REQUIREMENT:
Report every line of the items below that contains the word "windshield".

————————

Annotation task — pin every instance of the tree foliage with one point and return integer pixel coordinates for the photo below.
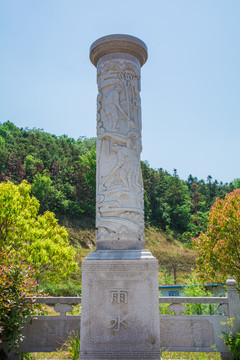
(37, 238)
(16, 283)
(219, 247)
(62, 172)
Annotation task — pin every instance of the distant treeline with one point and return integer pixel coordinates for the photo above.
(62, 172)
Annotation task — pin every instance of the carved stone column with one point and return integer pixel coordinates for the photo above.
(119, 213)
(120, 310)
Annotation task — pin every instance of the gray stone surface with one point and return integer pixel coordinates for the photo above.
(119, 186)
(120, 309)
(120, 316)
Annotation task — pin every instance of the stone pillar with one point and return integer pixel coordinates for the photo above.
(119, 213)
(120, 310)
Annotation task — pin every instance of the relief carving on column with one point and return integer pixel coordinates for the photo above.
(119, 179)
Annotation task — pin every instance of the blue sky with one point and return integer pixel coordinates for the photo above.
(190, 83)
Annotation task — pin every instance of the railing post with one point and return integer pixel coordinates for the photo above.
(234, 309)
(233, 303)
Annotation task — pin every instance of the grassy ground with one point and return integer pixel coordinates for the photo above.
(63, 355)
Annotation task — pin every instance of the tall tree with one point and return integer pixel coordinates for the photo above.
(219, 247)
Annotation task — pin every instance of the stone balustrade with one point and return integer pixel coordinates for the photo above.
(178, 332)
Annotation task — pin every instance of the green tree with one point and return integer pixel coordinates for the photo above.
(37, 238)
(219, 247)
(16, 283)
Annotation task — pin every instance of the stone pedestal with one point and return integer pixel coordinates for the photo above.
(120, 306)
(120, 310)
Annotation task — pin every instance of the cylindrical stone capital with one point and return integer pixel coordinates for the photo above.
(118, 43)
(119, 186)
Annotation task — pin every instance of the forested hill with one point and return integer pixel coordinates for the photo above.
(62, 173)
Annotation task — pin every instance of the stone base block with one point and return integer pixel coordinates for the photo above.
(120, 310)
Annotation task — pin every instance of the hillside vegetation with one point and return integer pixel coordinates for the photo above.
(62, 173)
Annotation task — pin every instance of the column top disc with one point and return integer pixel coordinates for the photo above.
(118, 43)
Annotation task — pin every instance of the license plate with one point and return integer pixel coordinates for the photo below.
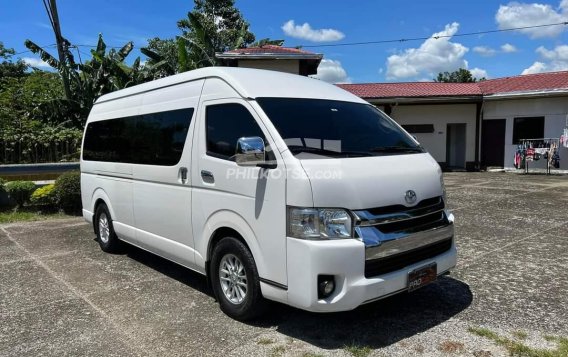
(422, 276)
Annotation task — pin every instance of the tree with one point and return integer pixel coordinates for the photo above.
(462, 75)
(8, 68)
(103, 73)
(62, 43)
(213, 26)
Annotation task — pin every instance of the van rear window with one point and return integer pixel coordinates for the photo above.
(149, 139)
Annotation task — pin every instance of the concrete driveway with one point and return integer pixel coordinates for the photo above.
(60, 295)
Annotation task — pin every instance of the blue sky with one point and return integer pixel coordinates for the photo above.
(330, 22)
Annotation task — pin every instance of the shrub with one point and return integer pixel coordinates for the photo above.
(68, 192)
(20, 191)
(44, 196)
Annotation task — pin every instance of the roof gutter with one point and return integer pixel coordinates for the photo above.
(402, 100)
(531, 94)
(268, 56)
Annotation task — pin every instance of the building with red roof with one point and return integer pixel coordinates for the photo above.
(476, 125)
(463, 125)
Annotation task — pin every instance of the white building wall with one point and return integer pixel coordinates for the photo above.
(554, 111)
(288, 66)
(440, 115)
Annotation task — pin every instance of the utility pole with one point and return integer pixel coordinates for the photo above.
(51, 8)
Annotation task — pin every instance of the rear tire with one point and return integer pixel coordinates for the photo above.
(104, 229)
(235, 280)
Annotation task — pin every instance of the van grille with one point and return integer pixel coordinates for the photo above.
(427, 214)
(398, 261)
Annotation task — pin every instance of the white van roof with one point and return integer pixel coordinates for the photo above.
(249, 83)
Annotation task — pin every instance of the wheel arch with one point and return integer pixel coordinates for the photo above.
(100, 197)
(230, 224)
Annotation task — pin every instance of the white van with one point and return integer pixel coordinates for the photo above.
(272, 185)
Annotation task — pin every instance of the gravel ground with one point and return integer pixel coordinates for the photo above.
(60, 295)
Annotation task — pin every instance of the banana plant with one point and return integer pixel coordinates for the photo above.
(103, 73)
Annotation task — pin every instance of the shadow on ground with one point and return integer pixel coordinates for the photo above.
(374, 325)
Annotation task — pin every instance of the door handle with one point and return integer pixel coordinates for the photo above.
(183, 174)
(207, 176)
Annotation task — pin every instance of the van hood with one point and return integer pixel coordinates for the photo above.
(368, 182)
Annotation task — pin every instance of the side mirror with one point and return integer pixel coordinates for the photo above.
(250, 151)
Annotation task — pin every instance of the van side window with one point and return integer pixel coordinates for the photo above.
(149, 139)
(226, 123)
(160, 137)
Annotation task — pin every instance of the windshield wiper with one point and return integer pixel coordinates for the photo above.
(395, 149)
(295, 149)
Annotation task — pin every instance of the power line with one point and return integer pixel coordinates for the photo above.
(436, 37)
(42, 47)
(377, 41)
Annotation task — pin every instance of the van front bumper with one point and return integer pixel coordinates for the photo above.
(345, 260)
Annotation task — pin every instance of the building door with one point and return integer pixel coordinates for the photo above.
(455, 146)
(493, 143)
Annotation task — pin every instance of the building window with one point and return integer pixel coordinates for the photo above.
(419, 128)
(528, 128)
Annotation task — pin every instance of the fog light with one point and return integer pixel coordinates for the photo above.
(326, 286)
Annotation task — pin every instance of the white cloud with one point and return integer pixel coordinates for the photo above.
(484, 51)
(331, 71)
(508, 48)
(552, 60)
(35, 62)
(517, 14)
(479, 73)
(490, 52)
(306, 32)
(436, 54)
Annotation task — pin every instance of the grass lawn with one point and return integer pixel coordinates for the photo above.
(23, 214)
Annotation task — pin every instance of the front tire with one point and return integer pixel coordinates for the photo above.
(235, 280)
(106, 236)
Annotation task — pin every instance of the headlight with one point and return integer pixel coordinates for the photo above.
(319, 223)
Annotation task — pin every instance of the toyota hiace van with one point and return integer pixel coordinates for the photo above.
(273, 185)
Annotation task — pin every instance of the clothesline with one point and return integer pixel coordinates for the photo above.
(536, 148)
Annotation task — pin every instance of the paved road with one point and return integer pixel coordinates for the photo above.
(60, 295)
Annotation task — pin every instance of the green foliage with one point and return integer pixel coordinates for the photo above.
(44, 196)
(20, 191)
(163, 57)
(462, 75)
(22, 215)
(105, 72)
(516, 348)
(8, 68)
(68, 192)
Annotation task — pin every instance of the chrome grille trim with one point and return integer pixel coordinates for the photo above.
(393, 230)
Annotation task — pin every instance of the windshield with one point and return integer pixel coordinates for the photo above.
(336, 129)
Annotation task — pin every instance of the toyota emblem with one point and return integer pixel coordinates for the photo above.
(410, 197)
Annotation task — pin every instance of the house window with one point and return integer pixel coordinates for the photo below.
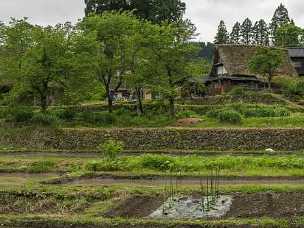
(221, 70)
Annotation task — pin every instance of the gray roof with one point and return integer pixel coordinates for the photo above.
(296, 52)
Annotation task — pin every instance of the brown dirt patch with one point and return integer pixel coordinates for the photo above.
(267, 204)
(136, 207)
(255, 205)
(186, 122)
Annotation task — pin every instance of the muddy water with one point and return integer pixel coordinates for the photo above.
(191, 181)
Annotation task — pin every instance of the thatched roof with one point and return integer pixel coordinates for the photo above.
(235, 59)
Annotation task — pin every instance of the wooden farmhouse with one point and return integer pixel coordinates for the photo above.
(230, 68)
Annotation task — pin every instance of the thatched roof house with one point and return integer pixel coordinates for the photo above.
(230, 67)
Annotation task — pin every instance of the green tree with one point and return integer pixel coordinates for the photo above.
(101, 6)
(280, 17)
(222, 36)
(261, 33)
(106, 48)
(173, 54)
(235, 35)
(265, 63)
(16, 39)
(39, 58)
(288, 35)
(247, 32)
(153, 10)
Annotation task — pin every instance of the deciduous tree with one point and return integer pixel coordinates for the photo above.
(108, 48)
(222, 36)
(265, 62)
(247, 32)
(235, 35)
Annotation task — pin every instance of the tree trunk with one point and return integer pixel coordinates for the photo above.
(43, 102)
(110, 100)
(269, 82)
(172, 106)
(140, 108)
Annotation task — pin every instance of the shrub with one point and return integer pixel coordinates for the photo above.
(20, 114)
(186, 114)
(296, 89)
(45, 119)
(230, 116)
(158, 162)
(111, 149)
(105, 166)
(237, 91)
(266, 112)
(104, 118)
(67, 114)
(41, 167)
(214, 113)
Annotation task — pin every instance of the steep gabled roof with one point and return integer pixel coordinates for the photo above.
(235, 59)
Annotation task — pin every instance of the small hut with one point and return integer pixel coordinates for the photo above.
(230, 68)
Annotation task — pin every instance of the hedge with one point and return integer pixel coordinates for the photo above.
(155, 139)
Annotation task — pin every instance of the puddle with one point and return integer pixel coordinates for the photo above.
(191, 208)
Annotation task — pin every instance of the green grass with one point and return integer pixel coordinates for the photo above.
(295, 120)
(288, 165)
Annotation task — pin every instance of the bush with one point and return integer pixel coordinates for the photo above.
(41, 167)
(103, 118)
(266, 112)
(296, 89)
(20, 114)
(214, 113)
(111, 149)
(186, 114)
(45, 119)
(237, 91)
(230, 116)
(105, 166)
(66, 114)
(158, 162)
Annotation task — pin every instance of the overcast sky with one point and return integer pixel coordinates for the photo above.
(205, 14)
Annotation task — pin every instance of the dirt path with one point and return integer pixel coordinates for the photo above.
(181, 181)
(18, 179)
(94, 155)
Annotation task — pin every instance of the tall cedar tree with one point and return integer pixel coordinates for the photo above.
(235, 35)
(152, 10)
(280, 17)
(222, 36)
(261, 33)
(265, 63)
(247, 32)
(289, 35)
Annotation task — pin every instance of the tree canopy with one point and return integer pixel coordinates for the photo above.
(265, 62)
(152, 10)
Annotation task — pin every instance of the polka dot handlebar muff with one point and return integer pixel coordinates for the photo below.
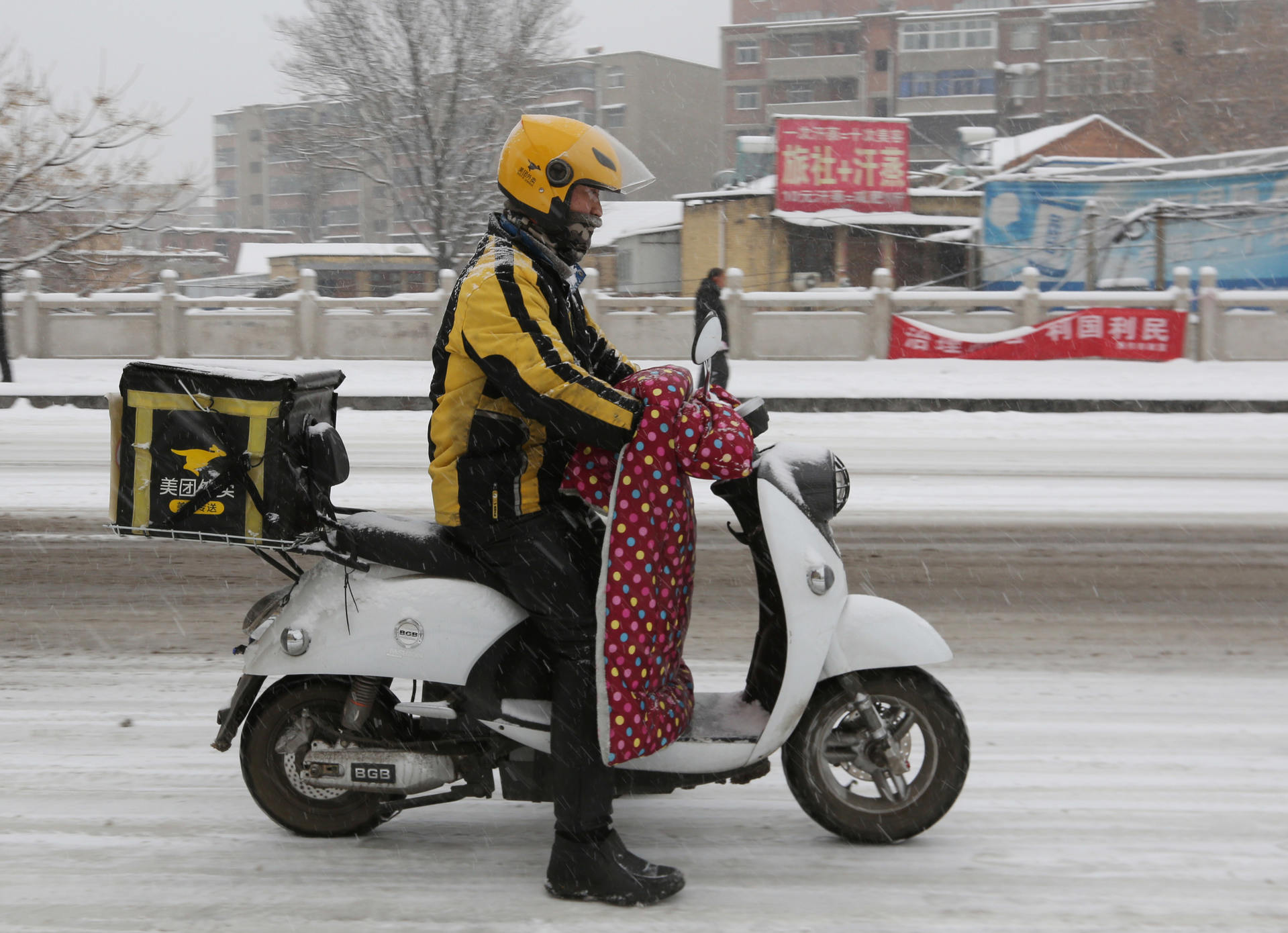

————————

PROBLEM SOLUTION:
Annotation task — pin every instance of the windshield wiper with one point and return integer pixel coordinates for the photo above.
Annotation task — pin every instance of the windshield with one point and return integer pixel coordinates for the photo above.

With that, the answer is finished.